Copy the records below exactly as they are written.
┌────────
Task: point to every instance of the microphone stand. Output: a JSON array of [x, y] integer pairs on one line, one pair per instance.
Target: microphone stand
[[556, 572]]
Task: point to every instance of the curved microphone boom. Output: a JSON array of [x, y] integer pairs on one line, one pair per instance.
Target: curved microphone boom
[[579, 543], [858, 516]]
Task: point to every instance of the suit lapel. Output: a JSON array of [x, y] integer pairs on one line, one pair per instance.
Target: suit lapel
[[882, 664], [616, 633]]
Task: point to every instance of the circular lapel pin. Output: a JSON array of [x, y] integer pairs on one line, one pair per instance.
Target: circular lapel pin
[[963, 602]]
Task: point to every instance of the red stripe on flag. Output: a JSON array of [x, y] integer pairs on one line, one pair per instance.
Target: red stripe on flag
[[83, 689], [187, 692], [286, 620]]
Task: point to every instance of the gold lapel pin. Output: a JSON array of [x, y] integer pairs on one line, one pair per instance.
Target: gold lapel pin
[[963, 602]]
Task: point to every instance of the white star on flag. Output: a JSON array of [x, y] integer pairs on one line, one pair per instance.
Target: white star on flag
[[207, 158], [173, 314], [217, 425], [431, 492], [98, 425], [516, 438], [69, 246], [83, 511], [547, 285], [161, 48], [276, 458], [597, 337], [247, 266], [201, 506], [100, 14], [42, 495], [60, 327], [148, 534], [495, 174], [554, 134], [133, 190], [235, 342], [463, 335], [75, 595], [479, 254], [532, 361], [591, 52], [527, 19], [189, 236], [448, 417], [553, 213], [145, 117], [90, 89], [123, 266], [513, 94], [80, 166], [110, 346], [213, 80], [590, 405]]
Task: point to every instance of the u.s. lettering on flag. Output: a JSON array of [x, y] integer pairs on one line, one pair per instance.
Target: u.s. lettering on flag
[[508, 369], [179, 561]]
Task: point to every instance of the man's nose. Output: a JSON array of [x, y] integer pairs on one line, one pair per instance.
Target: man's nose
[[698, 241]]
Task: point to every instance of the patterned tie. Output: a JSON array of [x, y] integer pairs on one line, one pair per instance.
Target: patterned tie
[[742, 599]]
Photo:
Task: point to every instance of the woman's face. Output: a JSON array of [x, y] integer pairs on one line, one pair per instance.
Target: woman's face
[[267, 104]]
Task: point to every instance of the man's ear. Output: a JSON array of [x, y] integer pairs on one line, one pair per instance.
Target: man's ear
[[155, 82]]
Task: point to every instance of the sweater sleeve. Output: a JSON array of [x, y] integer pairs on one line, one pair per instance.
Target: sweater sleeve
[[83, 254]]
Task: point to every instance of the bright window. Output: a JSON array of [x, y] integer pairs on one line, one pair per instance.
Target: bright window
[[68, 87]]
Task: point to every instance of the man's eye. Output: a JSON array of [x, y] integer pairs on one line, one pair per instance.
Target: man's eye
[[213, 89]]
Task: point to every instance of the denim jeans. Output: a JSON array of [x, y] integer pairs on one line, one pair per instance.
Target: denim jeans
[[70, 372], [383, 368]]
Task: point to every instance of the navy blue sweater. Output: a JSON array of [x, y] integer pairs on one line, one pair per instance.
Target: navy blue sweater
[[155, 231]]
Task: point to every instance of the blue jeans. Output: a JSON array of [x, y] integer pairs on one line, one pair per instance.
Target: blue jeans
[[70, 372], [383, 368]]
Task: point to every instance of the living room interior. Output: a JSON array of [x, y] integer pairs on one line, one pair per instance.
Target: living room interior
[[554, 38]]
└────────
> **Answer box**:
Task: point to every instance of the microphone stand. Output: a JSON array of [x, y] integer pairs on one line, one pair per instance.
Target: microphone stand
[[556, 572]]
Task: point to every instance of the curved microphone boom. Output: a JSON array of [x, y] integer pairs on one line, one pair per instance.
Target: curved microphone boom
[[579, 543], [858, 516]]
Task: point to every instance of the suit lapel. Output: a JSON array of [x, y] integer pairs on one line, one pair per instance.
Target: suit lapel
[[882, 664], [616, 633]]
Task: point to every instance of the circular lapel pin. Output: a JSON array of [x, y] integer pairs on one line, one pair per instance.
Target: circular lapel pin
[[963, 602]]
Task: point to every instance of the red stripe on flag. Output: a JSON array of [x, y] integer pairs on one line, one pair per instance.
Target: red stripe on flag
[[83, 689], [187, 692], [286, 620]]
Task: point to every instance of the gold lapel pin. Output: a JSON array of [x, y] integer pairs on one line, one pair per instance.
Target: gold lapel pin
[[963, 602]]
Task: point to every instance of the white star on flag. Output: a JSON array of [x, y] integer pairs on one line, one pair per instance.
Target: white star on flag
[[207, 158], [173, 314], [217, 425], [431, 492], [98, 425], [516, 438], [69, 246], [83, 511], [547, 285], [161, 48], [276, 458], [597, 337], [247, 266], [201, 506], [100, 14], [42, 495], [60, 327], [148, 534], [495, 174], [554, 134], [133, 190], [235, 342], [463, 335], [75, 595], [479, 254], [532, 361], [591, 52], [527, 19], [189, 236], [448, 417], [553, 213], [145, 117], [90, 89], [123, 266], [513, 94], [80, 166], [110, 346], [213, 80], [590, 405]]
Task: point to every instance of the u.s. lettering on flag. Output: a JSON array of [x, y] integer pairs on one line, one pair per instance.
Target: u.s. lettering on flag
[[508, 369], [179, 561]]
Task: point to every instance of the man's nose. Output: a JSON array of [x, y] integer pairs on one line, one pair per instance.
Target: man's nose
[[698, 241]]
Task: point to every instance of the patterned tie. Output: a JSON array of [x, y] integer pairs on one line, one pair per instance.
Target: patterned tie
[[742, 599]]
Photo:
Task: point to every instance of the woman's face. Output: a JSON array of [x, y] integer pairs on one line, one pair per instance.
Target: woman's face
[[267, 104]]
Task: point to every instance of the man's ear. Output: a JSON array of [x, y] integer pairs on one line, one pair per instance.
Target: man's ear
[[155, 82]]
Task: point to every instance of the sweater sleeve. Output: a JSON array of [x, y] integer pairs on one line, one pair per instance.
Target: sweater sleeve
[[83, 254]]
Task: point to every instance of the bright window. Output: a JSON array of [x, y] integer pairs on one line, one pair per instance.
Target: bright window
[[68, 87]]
Task: point to every instance of the man's eye. Output: a JSON array of [x, y] integer pairs on one line, one pair per instance.
Target: man's eye
[[213, 89]]
Task: point to every instance of the denim jeans. Output: a JSON array of [x, y] integer pairs on one line, one pair per instance.
Target: denim jeans
[[70, 372], [383, 368]]
Task: point to every instance of the navy blue sweater. Output: a JSON array of [x, y] integer pairs on one line, one pair per instance.
Target: navy blue sweater
[[155, 231]]
Task: point to every instance of the blue jeans. Output: a JSON array of [x, y] integer pairs on one line, one pair per instance.
Target: blue jeans
[[70, 372], [383, 368]]
Task: point to every instance of the living room interior. Output: a JSON array of [x, y] integer pairs on one line, one pair per instance.
Target: living room interior
[[554, 38]]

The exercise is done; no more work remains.